◆ **Work required**: Produce an exact copy of the lines from the line containing "cloud in this photo as pixel coordinates." through the last line of the listing below, both ends included, and nothing else.

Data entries
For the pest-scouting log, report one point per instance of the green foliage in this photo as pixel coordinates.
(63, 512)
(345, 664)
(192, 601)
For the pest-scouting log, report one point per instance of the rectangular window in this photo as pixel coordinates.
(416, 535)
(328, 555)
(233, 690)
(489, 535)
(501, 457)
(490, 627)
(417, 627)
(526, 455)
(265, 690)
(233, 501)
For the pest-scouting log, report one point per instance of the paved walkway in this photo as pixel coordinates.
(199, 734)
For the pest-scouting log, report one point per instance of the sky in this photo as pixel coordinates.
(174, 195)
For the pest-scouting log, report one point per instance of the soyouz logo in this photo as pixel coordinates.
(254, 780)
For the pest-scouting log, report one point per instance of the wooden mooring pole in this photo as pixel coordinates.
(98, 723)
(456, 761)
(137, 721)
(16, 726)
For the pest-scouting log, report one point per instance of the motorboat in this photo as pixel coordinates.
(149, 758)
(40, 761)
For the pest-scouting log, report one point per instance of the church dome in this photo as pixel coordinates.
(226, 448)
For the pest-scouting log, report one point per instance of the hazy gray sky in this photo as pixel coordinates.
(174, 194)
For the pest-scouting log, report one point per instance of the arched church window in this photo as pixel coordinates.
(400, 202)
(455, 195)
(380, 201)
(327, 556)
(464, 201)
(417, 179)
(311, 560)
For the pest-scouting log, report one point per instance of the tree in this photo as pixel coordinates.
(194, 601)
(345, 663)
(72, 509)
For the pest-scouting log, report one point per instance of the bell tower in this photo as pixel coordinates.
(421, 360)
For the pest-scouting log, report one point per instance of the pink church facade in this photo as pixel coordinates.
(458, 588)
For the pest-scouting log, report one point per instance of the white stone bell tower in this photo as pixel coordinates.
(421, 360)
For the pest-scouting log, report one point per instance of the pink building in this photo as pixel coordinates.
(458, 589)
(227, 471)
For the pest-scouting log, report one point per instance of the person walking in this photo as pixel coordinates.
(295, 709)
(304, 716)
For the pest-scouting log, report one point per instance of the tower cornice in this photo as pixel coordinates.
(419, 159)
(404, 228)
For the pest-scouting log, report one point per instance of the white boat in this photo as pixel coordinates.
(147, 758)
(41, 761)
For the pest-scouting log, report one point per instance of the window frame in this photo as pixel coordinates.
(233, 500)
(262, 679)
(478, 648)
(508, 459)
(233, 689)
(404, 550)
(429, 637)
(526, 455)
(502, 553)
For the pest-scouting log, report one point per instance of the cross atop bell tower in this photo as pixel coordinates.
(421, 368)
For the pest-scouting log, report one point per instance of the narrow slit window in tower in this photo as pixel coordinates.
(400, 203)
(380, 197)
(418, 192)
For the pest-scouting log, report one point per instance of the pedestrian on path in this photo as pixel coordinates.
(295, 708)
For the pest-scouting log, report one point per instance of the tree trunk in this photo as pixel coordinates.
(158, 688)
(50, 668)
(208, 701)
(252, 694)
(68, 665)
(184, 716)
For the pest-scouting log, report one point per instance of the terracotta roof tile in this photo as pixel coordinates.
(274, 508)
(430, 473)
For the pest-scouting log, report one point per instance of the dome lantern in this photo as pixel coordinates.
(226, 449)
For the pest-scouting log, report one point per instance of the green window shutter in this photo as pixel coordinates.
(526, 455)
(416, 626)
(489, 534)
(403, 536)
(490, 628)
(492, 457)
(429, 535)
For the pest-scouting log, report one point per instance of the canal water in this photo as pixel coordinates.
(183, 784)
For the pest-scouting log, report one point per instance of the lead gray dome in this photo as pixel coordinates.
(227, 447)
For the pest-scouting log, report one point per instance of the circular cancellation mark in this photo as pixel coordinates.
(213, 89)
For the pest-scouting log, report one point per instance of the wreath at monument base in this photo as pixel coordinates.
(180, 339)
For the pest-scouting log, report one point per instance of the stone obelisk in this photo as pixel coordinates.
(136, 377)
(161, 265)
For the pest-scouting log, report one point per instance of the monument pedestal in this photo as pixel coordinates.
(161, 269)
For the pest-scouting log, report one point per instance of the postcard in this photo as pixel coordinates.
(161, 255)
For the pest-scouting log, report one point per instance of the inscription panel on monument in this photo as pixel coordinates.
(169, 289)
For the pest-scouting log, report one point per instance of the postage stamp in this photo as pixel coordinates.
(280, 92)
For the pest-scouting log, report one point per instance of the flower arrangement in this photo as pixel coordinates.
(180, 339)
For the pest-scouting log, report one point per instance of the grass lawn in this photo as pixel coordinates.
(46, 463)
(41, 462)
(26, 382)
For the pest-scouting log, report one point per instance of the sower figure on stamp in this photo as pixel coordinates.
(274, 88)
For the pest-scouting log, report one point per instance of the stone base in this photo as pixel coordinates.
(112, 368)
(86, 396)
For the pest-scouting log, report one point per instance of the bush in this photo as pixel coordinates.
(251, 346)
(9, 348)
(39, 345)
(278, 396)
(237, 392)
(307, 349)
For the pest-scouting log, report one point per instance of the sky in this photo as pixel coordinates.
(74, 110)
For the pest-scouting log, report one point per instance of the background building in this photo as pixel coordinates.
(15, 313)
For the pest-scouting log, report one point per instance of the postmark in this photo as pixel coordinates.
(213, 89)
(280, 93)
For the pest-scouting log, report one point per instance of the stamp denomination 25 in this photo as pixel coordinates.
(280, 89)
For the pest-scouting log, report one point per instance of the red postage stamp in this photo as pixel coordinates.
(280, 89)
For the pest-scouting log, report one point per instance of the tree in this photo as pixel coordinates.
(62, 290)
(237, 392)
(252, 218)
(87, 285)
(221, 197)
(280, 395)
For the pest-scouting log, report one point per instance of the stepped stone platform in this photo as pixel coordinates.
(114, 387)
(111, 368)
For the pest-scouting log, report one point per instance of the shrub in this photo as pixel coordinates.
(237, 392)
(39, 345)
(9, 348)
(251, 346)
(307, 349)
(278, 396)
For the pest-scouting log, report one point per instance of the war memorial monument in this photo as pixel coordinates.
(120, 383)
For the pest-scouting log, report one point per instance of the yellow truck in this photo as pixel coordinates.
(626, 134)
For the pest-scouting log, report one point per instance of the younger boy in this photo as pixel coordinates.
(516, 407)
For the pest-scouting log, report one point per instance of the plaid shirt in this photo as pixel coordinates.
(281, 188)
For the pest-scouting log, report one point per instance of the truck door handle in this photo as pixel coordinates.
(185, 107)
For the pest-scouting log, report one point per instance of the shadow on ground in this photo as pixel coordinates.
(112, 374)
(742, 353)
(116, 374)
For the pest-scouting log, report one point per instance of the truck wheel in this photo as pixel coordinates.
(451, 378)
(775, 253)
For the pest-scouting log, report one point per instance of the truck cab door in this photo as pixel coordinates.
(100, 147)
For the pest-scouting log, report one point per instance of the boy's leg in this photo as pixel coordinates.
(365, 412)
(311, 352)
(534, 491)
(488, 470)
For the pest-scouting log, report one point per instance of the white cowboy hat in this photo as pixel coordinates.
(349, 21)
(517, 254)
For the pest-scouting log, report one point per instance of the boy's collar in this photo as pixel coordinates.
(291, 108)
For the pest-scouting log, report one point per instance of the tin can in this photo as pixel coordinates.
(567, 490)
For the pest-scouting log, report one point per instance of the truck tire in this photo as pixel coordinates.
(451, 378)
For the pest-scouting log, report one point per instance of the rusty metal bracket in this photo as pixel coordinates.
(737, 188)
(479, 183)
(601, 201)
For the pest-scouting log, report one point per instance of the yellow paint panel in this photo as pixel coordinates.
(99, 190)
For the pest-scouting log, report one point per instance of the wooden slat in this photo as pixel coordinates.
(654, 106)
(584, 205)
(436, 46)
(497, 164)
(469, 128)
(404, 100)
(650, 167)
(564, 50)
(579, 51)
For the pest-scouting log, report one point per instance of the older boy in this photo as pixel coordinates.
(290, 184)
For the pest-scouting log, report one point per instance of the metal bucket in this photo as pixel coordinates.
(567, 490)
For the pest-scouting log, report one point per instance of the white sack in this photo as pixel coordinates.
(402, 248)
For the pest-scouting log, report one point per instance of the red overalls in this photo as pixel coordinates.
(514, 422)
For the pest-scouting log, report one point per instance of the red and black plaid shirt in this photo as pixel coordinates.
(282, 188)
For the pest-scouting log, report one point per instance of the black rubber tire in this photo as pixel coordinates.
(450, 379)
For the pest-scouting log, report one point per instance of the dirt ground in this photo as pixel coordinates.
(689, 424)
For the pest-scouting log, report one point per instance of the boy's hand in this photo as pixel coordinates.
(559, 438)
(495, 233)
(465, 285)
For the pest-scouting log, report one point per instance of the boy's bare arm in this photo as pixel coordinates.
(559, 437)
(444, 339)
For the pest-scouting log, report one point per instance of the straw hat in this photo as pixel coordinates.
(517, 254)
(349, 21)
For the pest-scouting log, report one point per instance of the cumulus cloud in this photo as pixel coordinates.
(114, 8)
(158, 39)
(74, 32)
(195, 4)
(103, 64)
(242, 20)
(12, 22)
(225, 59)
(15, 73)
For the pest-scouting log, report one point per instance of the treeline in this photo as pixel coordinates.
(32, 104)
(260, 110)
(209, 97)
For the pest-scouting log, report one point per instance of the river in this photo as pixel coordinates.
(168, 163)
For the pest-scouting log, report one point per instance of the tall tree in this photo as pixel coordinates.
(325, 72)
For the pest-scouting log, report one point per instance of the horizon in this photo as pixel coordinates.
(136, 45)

◆ **Solved exercise**:
For the pest-scouting log, report one point per instance of the cumulus cloud in this photo as pixel coordinates.
(114, 8)
(158, 39)
(74, 32)
(195, 4)
(103, 64)
(242, 20)
(12, 22)
(225, 59)
(15, 73)
For the pest-scouting log, report one point per instance of the treeline in this photo as pixel coordinates.
(32, 104)
(260, 110)
(209, 97)
For the pest-scouting log, report one point per instance of the river in this photo as pixel coordinates.
(168, 163)
For the pest-scouting log, report one point per instance of the tall tree in this photo as pixel coordinates.
(325, 72)
For the pest-scouting log, report one point per instance of the horizon in this photo as pixel coordinates.
(136, 45)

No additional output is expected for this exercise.